> _Brief_
Transcribe the entries that come next exactly, but not the pictures they contain.
### Records to process ###
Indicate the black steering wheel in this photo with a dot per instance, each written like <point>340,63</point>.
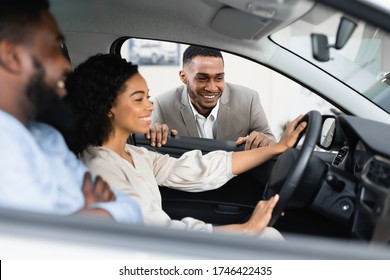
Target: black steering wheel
<point>290,166</point>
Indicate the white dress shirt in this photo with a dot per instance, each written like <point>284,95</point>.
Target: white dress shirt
<point>207,127</point>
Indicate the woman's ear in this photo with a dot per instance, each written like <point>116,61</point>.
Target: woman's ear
<point>9,56</point>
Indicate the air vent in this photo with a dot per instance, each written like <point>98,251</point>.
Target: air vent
<point>377,171</point>
<point>340,156</point>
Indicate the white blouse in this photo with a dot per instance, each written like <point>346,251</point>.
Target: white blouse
<point>192,172</point>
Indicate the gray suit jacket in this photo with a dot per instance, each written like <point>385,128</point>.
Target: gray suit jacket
<point>240,112</point>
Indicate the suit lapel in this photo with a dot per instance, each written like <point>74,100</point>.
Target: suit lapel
<point>223,115</point>
<point>187,114</point>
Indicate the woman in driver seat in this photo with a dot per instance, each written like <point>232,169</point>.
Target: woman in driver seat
<point>110,100</point>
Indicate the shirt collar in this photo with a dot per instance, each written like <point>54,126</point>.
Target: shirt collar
<point>195,113</point>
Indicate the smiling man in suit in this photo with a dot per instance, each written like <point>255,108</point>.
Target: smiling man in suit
<point>208,107</point>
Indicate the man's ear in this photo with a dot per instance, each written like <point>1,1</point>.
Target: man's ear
<point>183,76</point>
<point>9,56</point>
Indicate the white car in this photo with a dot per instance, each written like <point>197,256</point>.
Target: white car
<point>326,58</point>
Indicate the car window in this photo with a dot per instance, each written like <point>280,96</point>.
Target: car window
<point>281,98</point>
<point>363,63</point>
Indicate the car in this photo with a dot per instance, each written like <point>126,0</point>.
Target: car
<point>325,59</point>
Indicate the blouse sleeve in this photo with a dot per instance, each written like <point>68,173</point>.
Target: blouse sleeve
<point>194,172</point>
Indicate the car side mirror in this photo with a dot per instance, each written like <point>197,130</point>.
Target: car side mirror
<point>328,132</point>
<point>320,45</point>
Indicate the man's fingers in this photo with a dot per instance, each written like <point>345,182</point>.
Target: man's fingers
<point>241,140</point>
<point>87,183</point>
<point>162,137</point>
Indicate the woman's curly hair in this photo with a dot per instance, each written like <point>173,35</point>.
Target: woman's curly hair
<point>93,88</point>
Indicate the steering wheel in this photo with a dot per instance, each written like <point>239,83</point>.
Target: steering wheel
<point>290,166</point>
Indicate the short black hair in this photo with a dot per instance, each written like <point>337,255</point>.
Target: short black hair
<point>16,16</point>
<point>93,88</point>
<point>194,50</point>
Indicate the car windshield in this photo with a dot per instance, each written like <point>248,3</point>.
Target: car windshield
<point>363,63</point>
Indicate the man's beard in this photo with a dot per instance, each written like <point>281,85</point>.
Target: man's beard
<point>47,106</point>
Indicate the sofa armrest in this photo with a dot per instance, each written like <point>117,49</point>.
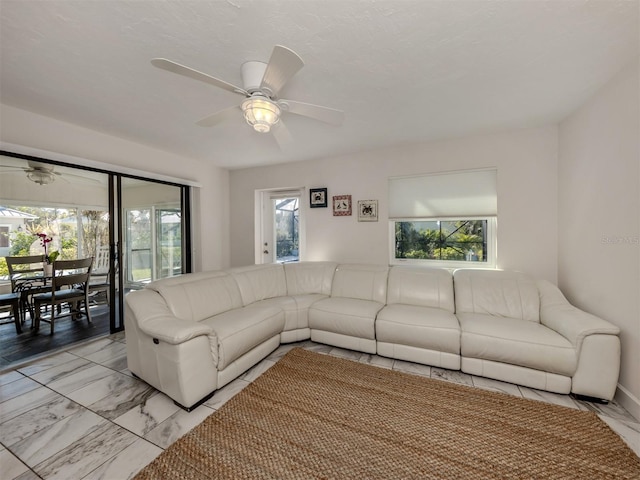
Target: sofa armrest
<point>153,317</point>
<point>172,330</point>
<point>569,321</point>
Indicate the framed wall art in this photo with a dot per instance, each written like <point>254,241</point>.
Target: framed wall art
<point>342,205</point>
<point>367,210</point>
<point>318,197</point>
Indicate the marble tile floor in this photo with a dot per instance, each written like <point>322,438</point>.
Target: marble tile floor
<point>80,414</point>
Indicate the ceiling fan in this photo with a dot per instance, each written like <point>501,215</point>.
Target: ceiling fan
<point>262,83</point>
<point>42,173</point>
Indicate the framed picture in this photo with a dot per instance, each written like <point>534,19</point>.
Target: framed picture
<point>367,210</point>
<point>318,197</point>
<point>342,205</point>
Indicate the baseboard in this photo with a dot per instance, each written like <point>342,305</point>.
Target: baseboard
<point>628,401</point>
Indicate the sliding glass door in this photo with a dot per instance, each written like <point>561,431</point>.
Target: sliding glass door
<point>152,237</point>
<point>136,229</point>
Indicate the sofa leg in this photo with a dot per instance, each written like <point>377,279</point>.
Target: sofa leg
<point>197,404</point>
<point>587,398</point>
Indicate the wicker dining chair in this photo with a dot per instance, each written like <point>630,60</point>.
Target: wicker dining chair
<point>21,268</point>
<point>68,285</point>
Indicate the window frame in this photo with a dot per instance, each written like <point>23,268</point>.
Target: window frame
<point>491,252</point>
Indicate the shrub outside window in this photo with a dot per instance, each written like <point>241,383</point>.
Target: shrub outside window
<point>452,242</point>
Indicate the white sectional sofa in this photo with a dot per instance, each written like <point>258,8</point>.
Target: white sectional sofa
<point>190,335</point>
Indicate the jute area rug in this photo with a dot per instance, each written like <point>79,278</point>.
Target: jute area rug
<point>314,416</point>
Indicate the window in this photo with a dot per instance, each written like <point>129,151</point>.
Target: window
<point>446,220</point>
<point>444,242</point>
<point>4,236</point>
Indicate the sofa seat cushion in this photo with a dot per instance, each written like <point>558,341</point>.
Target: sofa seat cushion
<point>421,327</point>
<point>240,330</point>
<point>304,302</point>
<point>346,316</point>
<point>516,342</point>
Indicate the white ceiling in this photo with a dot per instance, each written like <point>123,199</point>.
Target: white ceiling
<point>404,71</point>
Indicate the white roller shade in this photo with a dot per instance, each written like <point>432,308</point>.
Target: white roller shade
<point>454,194</point>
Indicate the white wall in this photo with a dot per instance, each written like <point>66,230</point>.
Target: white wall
<point>527,197</point>
<point>211,200</point>
<point>599,216</point>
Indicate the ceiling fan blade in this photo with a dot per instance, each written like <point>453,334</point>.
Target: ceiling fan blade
<point>281,134</point>
<point>219,117</point>
<point>324,114</point>
<point>283,64</point>
<point>174,67</point>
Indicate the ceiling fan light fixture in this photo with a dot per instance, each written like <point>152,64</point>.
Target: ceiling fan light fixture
<point>261,113</point>
<point>41,177</point>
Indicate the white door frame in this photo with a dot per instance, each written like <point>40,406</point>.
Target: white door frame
<point>264,221</point>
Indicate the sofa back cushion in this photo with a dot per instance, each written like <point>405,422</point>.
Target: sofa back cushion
<point>497,292</point>
<point>304,278</point>
<point>421,286</point>
<point>259,282</point>
<point>364,282</point>
<point>196,296</point>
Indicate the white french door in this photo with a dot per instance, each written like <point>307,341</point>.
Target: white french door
<point>279,232</point>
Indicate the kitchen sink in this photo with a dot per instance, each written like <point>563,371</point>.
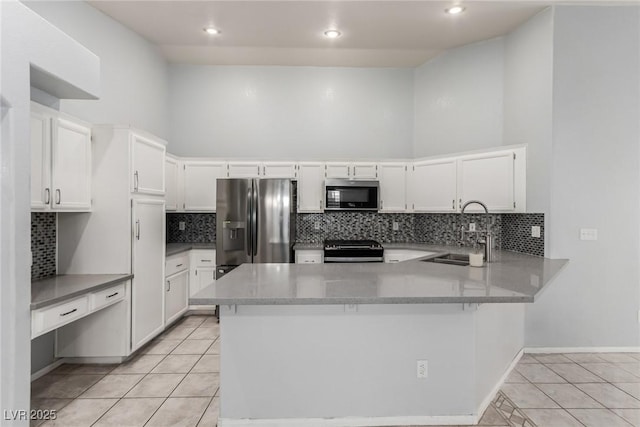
###
> _Expected answer_
Indicate the black steering wheel in this photo with a dot per instance, each written like <point>340,63</point>.
Target: black steering wheel
<point>290,166</point>
Indicate the white dress shirt in this photo with a dot per instance, each written like <point>284,95</point>.
Target: white dress shirt
<point>207,127</point>
Indicate the woman's ear in this photo with a dot per instance, each written like <point>116,61</point>.
Target: woman's ear
<point>9,56</point>
Indicate the air vent in this photo with a dot per instance, each written like <point>98,251</point>.
Target: air vent
<point>377,171</point>
<point>340,156</point>
Indicate the white blouse in this photo with a dot per instance, each written like <point>346,251</point>.
Target: white blouse
<point>192,172</point>
Indicate the gray suit jacket in this photo with a dot per instance, each written like <point>385,128</point>.
Target: gray suit jacket
<point>240,112</point>
Indicate the suit lapel in this photo with a dot per instance, each written like <point>74,100</point>.
Target: suit lapel
<point>223,115</point>
<point>187,114</point>
Indicate the woman in driver seat in this photo with a dot per instance, each written like <point>232,169</point>.
Target: woman in driver seat
<point>110,100</point>
Indicate the shirt collar in this photo with a dot per instance, each written like <point>54,126</point>.
Target: shirt collar
<point>195,113</point>
Indicate the smiling man in suit in this photo with a dot per instance, each written like <point>255,108</point>.
Target: smiling man in suit
<point>208,107</point>
Indicate the man's ear in this photo with a dot per instance, each written like <point>1,1</point>.
Target: man's ear
<point>183,76</point>
<point>9,56</point>
Indicate the white car in this photo with a dot per instance, each written like <point>197,256</point>.
Target: white car
<point>326,58</point>
Indicate the car window in this photo with a dot per instance, each written like <point>280,96</point>.
Target: car window
<point>281,98</point>
<point>363,63</point>
Indicate the car in this photo with a dot per instance, each written like <point>126,0</point>.
Target: car
<point>325,59</point>
Indicate the blouse sleeve in this photo with a dot per instance, each written like <point>68,173</point>.
Target: blouse sleeve
<point>194,172</point>
Indicate the car side mirror in this photo with a dot per instance, each written like <point>197,130</point>.
Target: car side mirror
<point>328,132</point>
<point>320,45</point>
Indicate the man's fingers in this photo with a dot per instance, each written like <point>345,182</point>.
Target: man's fingers
<point>241,140</point>
<point>87,183</point>
<point>162,137</point>
Indicate the woman's curly hair in this photo with a dot per instance, each written like <point>173,35</point>.
Target: woman's curly hair
<point>93,88</point>
Indicate the steering wheel in this photo with a dot per instance, each written like <point>239,83</point>.
Target: steering wheel
<point>290,166</point>
Indicate the short black hair in this photo with a dot per instance, each written like <point>337,255</point>.
Target: short black hair
<point>16,16</point>
<point>93,88</point>
<point>194,50</point>
Indicate the car windshield in this photo with a dot per instance, each written like <point>248,3</point>.
Target: car windshield
<point>363,63</point>
Indicate the man's beard in this photo with a dot per instance, each written like <point>281,85</point>.
Target: man's beard
<point>47,106</point>
Indicate the sofa armrest in this photo with a dot per instance, each written like <point>117,49</point>.
Target: sofa armrest
<point>153,317</point>
<point>172,330</point>
<point>569,321</point>
Indicate the framed wall art in this photo with a dot per instance, each written like <point>254,241</point>.
Target: framed wall art
<point>342,205</point>
<point>367,210</point>
<point>318,197</point>
Indicate the marble tile floor in this photo with a dot per instance, each written like <point>322,438</point>.
Target: marble tile floor
<point>80,414</point>
Indicate the ceiling fan in this photo with a dot per instance, each written like <point>501,215</point>.
Target: ceiling fan
<point>262,83</point>
<point>42,173</point>
Indicate the framed picture in this photo with a dot per instance, each written like <point>534,19</point>.
Target: framed picture
<point>367,210</point>
<point>318,197</point>
<point>342,205</point>
Indicate the baseboard in this photo with a dot per instance, each written like <point>342,305</point>.
Target: baseboard
<point>628,401</point>
Indicate the sliding glass door in this photo with a dot per instance, each written like <point>561,431</point>.
Target: sliding glass door
<point>152,237</point>
<point>136,229</point>
Indicate the sofa leg in this photo with a dot per instance, each written like <point>377,279</point>.
Target: sofa leg
<point>197,404</point>
<point>587,398</point>
Indicate the wicker dining chair in this photo with a dot per instance, each written like <point>630,60</point>.
Target: wicker dining chair
<point>21,268</point>
<point>68,285</point>
Indicate the window frame in this photo with a dot per instance, each written like <point>23,268</point>.
Target: window frame
<point>491,252</point>
Indicate the shrub outside window in this photo with a dot per instance, each written like <point>241,383</point>.
Target: shrub outside window
<point>452,242</point>
Indicate the white sectional sofa in this photo with a dot per instance, each written like <point>258,8</point>.
Target: white sectional sofa
<point>190,335</point>
Indicate the jute area rug in this photo with a dot per instance, each written like <point>79,278</point>.
Target: jute area rug
<point>314,416</point>
Indicate the window in this photo with a dot per instance, each written like <point>129,151</point>.
Target: window
<point>446,220</point>
<point>444,242</point>
<point>4,236</point>
Indicate the sofa seat cushion in this photo with a dot per instance, each written like <point>558,341</point>.
Target: sofa seat cushion
<point>421,327</point>
<point>240,330</point>
<point>304,302</point>
<point>346,316</point>
<point>516,342</point>
Indicate the white ceiling in this photo with a dot per instance, each written like <point>123,199</point>.
Target: white ceiling
<point>404,71</point>
Indicate the white roller shade in this photo with a dot per instance, each written like <point>432,308</point>.
Target: white roller shade
<point>454,194</point>
Indicate the white wall in this photo with a dot per instance, each written like <point>66,230</point>.
Target: white wall
<point>527,197</point>
<point>211,200</point>
<point>599,216</point>
Indicate the ceiling fan blade in this photo with a dot per instance, each written like <point>453,334</point>.
Target: ceiling fan blade
<point>281,134</point>
<point>219,117</point>
<point>324,114</point>
<point>283,64</point>
<point>174,67</point>
Indicate the ceiling fan light fixture in this photo with a dot per instance, each written like <point>152,64</point>.
Target: ceiling fan light fixture
<point>261,113</point>
<point>41,177</point>
Indicate the white door frame in this photo with a dot per instance, each written like <point>40,406</point>.
Target: white door frame
<point>264,221</point>
Indicate the sofa back cushion in this photo with a dot per instance, each written like <point>405,422</point>.
Target: sofa back cushion
<point>497,292</point>
<point>304,278</point>
<point>421,286</point>
<point>259,282</point>
<point>364,282</point>
<point>196,296</point>
Indicate the white french door in this photo with a dot per instance, each written like <point>307,341</point>.
Target: white french door
<point>279,232</point>
Indicate the kitchen sink in this photo with a dot per instance, each written like <point>563,371</point>.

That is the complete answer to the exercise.